• **EXERCISE BRIEF**: Can you give the lines starting at the one that contains "2L1 0L0 135L529" and ending at the end of the entries as a numbered list, leaving out any blank lines?

• **DATA EXCERPTS**:
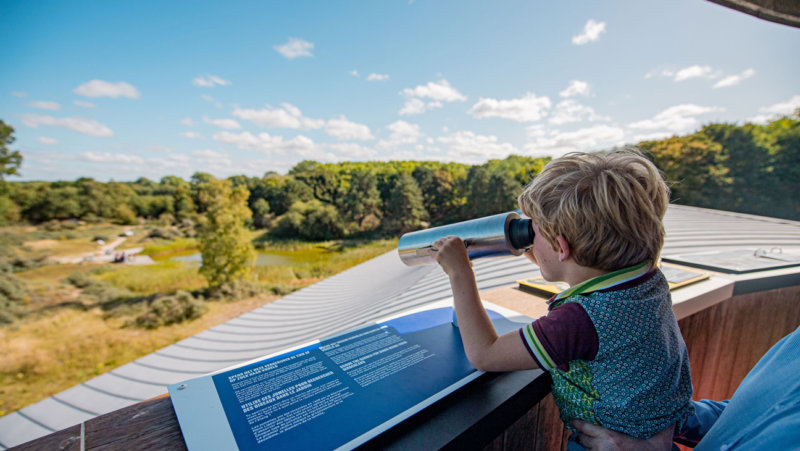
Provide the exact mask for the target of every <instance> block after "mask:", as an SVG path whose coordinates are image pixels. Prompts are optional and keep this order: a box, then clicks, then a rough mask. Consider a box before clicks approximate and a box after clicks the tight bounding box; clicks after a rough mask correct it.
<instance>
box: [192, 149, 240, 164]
mask: <svg viewBox="0 0 800 451" xmlns="http://www.w3.org/2000/svg"><path fill="white" fill-rule="evenodd" d="M191 155H192V157H193V159H194V160H195V162H196V163H199V164H201V165H203V166H208V167H214V168H217V167H219V166H231V165H232V164H233V162H232V161H231V159H230V157H229V156H228V154H226V153H224V152H217V151H215V150H211V149H203V150H195V151H193V152H192V153H191Z"/></svg>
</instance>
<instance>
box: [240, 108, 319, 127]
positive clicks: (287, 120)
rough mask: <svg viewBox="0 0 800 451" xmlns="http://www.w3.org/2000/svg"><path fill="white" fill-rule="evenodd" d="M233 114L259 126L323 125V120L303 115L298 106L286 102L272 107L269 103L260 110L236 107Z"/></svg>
mask: <svg viewBox="0 0 800 451" xmlns="http://www.w3.org/2000/svg"><path fill="white" fill-rule="evenodd" d="M233 115H234V116H236V117H238V118H239V119H244V120H248V121H251V122H253V123H254V124H256V125H259V126H261V127H270V128H293V129H304V130H311V129H317V128H322V127H323V126H325V121H324V120H322V119H311V118H308V117H305V116H303V113H302V112H301V111H300V108H297V107H296V106H294V105H292V104H290V103H286V102H284V103H282V104H281V108H273V107H272V106H270V105H267V106H266V108H263V109H260V110H254V109H243V108H239V107H236V108H235V109H234V110H233Z"/></svg>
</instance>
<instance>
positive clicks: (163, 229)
mask: <svg viewBox="0 0 800 451" xmlns="http://www.w3.org/2000/svg"><path fill="white" fill-rule="evenodd" d="M180 236H181V233H180V232H178V231H177V230H175V229H172V228H167V227H154V228H153V229H152V230H150V233H148V234H147V237H148V238H157V239H164V240H171V239H174V238H179V237H180Z"/></svg>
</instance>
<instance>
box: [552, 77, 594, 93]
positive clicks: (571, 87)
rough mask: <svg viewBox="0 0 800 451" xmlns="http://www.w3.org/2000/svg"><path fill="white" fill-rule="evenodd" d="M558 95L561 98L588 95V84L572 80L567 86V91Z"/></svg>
mask: <svg viewBox="0 0 800 451" xmlns="http://www.w3.org/2000/svg"><path fill="white" fill-rule="evenodd" d="M558 95H560V96H561V97H572V96H577V95H581V96H586V95H589V83H587V82H585V81H580V80H572V81H570V82H569V86H567V89H565V90H563V91H561V92H559V93H558Z"/></svg>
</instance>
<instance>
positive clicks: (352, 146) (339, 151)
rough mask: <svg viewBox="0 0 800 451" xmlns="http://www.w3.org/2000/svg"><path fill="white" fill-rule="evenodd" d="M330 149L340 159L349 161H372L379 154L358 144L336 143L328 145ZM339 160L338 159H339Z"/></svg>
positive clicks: (347, 143) (337, 159)
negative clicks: (371, 160) (351, 159)
mask: <svg viewBox="0 0 800 451" xmlns="http://www.w3.org/2000/svg"><path fill="white" fill-rule="evenodd" d="M328 148H329V149H330V150H332V151H333V152H335V153H336V155H337V156H338V157H343V158H348V159H361V160H366V159H371V158H375V157H376V156H377V155H378V153H377V152H376V151H375V149H372V148H370V147H365V146H362V145H361V144H356V143H336V144H330V145H328ZM337 160H338V159H337Z"/></svg>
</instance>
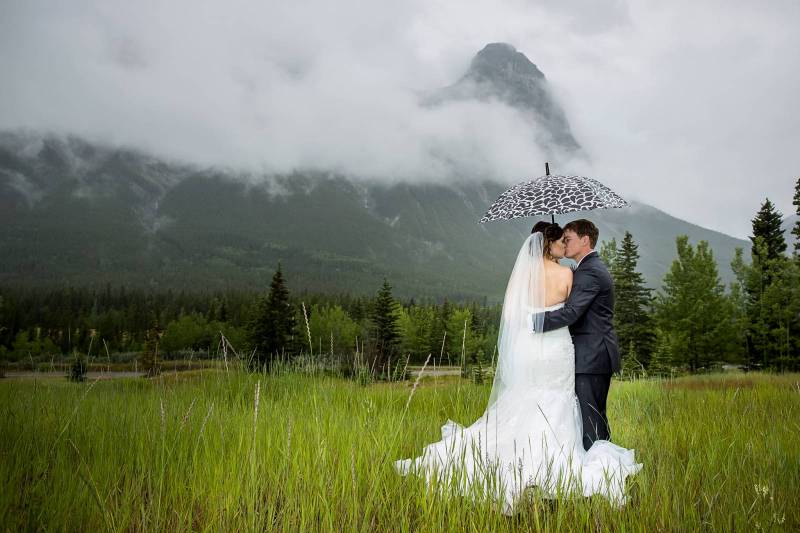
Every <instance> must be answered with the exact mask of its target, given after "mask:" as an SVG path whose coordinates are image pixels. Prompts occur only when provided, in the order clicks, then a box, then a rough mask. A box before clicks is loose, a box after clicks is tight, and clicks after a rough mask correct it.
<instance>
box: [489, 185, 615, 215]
mask: <svg viewBox="0 0 800 533" xmlns="http://www.w3.org/2000/svg"><path fill="white" fill-rule="evenodd" d="M628 206H630V204H629V203H628V202H626V201H625V200H624V199H622V198H621V197H620V196H619V195H618V194H616V193H615V192H614V191H612V190H611V189H609V188H608V187H606V186H605V185H603V184H602V183H600V182H599V181H597V180H594V179H592V178H584V177H581V176H549V175H548V176H542V177H540V178H536V179H533V180H531V181H526V182H524V183H518V184H517V185H514V186H513V187H511V188H510V189H508V190H507V191H506V192H504V193H503V194H501V195H500V196H499V197H498V198H497V200H495V201H494V203H493V204H492V206H491V207H490V208H489V210H488V211H487V212H486V214H485V215H483V218H481V220H480V223H481V224H482V223H484V222H489V221H490V220H509V219H512V218H520V217H530V216H536V215H559V214H563V213H572V212H574V211H589V210H591V209H607V208H612V207H628Z"/></svg>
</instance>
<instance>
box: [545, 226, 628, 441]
mask: <svg viewBox="0 0 800 533" xmlns="http://www.w3.org/2000/svg"><path fill="white" fill-rule="evenodd" d="M598 236H599V231H598V230H597V226H595V225H594V224H593V223H592V222H590V221H588V220H585V219H579V220H573V221H572V222H570V223H569V224H567V225H566V226H564V244H565V245H566V251H565V253H564V255H565V256H566V257H568V258H570V259H574V260H575V261H577V262H578V267H577V268H576V269H575V272H574V273H573V279H572V292H570V295H569V298H568V299H567V301H566V303H565V304H564V307H562V308H561V309H557V310H555V311H547V312H546V313H544V321H543V322H542V321H538V323H540V324H542V326H541V327H542V329H543V330H544V331H550V330H553V329H558V328H561V327H564V326H569V332H570V335H572V343H573V344H574V345H575V394H576V395H577V397H578V402H579V403H580V407H581V417H582V418H583V447H584V448H585V449H587V450H588V449H589V448H590V447H591V446H592V443H593V442H594V441H595V440H600V439H603V440H610V429H609V427H608V418H607V417H606V397H607V396H608V389H609V387H610V385H611V374H612V373H613V372H618V371H619V369H620V358H619V348H618V345H617V335H616V333H615V332H614V326H613V319H614V284H613V281H612V280H611V275H610V274H609V273H608V269H607V268H606V266H605V264H604V263H603V261H602V260H601V259H600V257H599V256H598V255H597V252H596V251H595V250H594V247H595V246H596V245H597V237H598ZM534 323H537V321H534Z"/></svg>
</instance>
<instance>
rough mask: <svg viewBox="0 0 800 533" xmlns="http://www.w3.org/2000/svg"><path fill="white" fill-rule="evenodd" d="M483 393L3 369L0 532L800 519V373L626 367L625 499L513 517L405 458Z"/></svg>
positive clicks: (467, 391) (616, 528)
mask: <svg viewBox="0 0 800 533" xmlns="http://www.w3.org/2000/svg"><path fill="white" fill-rule="evenodd" d="M490 388H491V386H490V385H489V384H486V385H475V384H473V383H471V382H470V381H468V380H463V379H460V378H459V377H457V376H448V377H437V378H433V377H429V378H423V379H422V380H421V382H420V384H419V386H418V387H417V388H416V389H414V388H413V382H407V381H404V382H396V383H374V384H368V385H360V384H358V383H355V382H353V381H347V380H344V379H341V378H336V377H328V376H325V375H321V374H320V375H306V374H298V373H273V374H266V373H261V374H259V373H247V372H242V371H239V370H233V369H231V370H229V371H227V372H226V371H224V370H219V369H208V370H202V371H194V372H183V373H178V374H166V375H162V376H160V377H157V378H150V379H145V378H124V379H117V380H107V381H88V382H84V383H72V382H69V381H67V380H66V379H52V378H51V379H13V380H12V379H7V380H2V381H0V435H1V436H2V452H0V453H2V458H0V483H1V485H0V528H1V529H2V530H5V531H22V530H48V531H49V530H55V531H186V530H198V531H293V532H294V531H318V530H319V531H520V530H546V531H562V530H563V531H572V530H575V531H587V530H588V531H687V530H688V531H696V530H706V529H710V530H721V531H733V530H737V531H754V530H772V531H782V530H786V531H791V530H798V529H800V497H799V496H798V494H799V491H800V375H798V374H784V375H767V374H726V375H722V374H719V375H708V376H695V377H686V378H679V379H674V380H642V381H633V382H621V381H614V382H612V387H611V392H610V396H609V418H610V423H611V429H612V433H613V440H614V441H616V442H617V443H619V444H621V445H622V446H625V447H627V448H634V449H635V450H636V457H637V460H638V461H639V462H642V463H643V464H644V468H643V469H642V471H641V472H639V473H638V474H637V475H635V476H633V477H632V478H630V480H629V483H628V485H627V490H628V494H629V497H628V502H627V504H626V505H625V506H624V507H623V508H621V509H620V508H616V507H614V506H612V505H610V504H608V503H607V502H606V501H605V500H604V499H603V498H598V497H594V498H589V499H586V498H563V499H561V500H556V501H552V500H543V499H541V498H538V497H537V496H536V494H535V493H532V494H531V495H530V497H529V498H526V500H525V502H524V504H523V505H521V506H520V508H519V512H518V513H516V514H515V515H513V516H505V515H503V514H502V513H500V512H499V511H497V510H496V506H495V505H494V504H493V502H492V501H490V500H478V501H472V500H471V499H467V498H463V497H457V496H450V497H448V496H447V494H446V493H445V494H442V493H440V492H439V491H437V490H434V489H432V488H430V487H428V486H427V485H426V484H425V482H424V481H423V480H421V479H420V478H418V477H414V476H410V477H407V478H404V477H401V476H399V475H397V474H396V473H395V471H394V469H393V467H392V461H394V460H396V459H400V458H405V457H411V456H415V455H418V454H419V453H420V452H421V450H422V446H423V445H425V444H427V443H429V442H431V441H434V440H438V439H439V437H440V434H439V431H440V427H441V425H442V424H443V423H444V422H445V421H446V420H447V419H448V418H450V419H453V420H455V421H457V422H459V423H462V424H464V425H468V424H470V423H471V422H473V421H474V420H475V419H476V418H477V417H478V416H479V415H480V414H481V413H482V412H483V409H484V407H485V404H486V401H487V398H488V394H489V390H490ZM412 390H413V391H414V392H413V395H412V394H411V392H412ZM409 398H410V402H409Z"/></svg>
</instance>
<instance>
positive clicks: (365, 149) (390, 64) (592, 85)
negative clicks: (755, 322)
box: [0, 0, 800, 236]
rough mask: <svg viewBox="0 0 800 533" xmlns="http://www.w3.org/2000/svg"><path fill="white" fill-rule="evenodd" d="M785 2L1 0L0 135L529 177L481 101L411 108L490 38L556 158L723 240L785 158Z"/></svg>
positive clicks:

• **RESULT BELOW**:
1. rough mask: <svg viewBox="0 0 800 533" xmlns="http://www.w3.org/2000/svg"><path fill="white" fill-rule="evenodd" d="M785 2L1 0L0 135L529 177L481 101L411 108L490 38L556 158L723 240L785 158Z"/></svg>
2. positive clicks:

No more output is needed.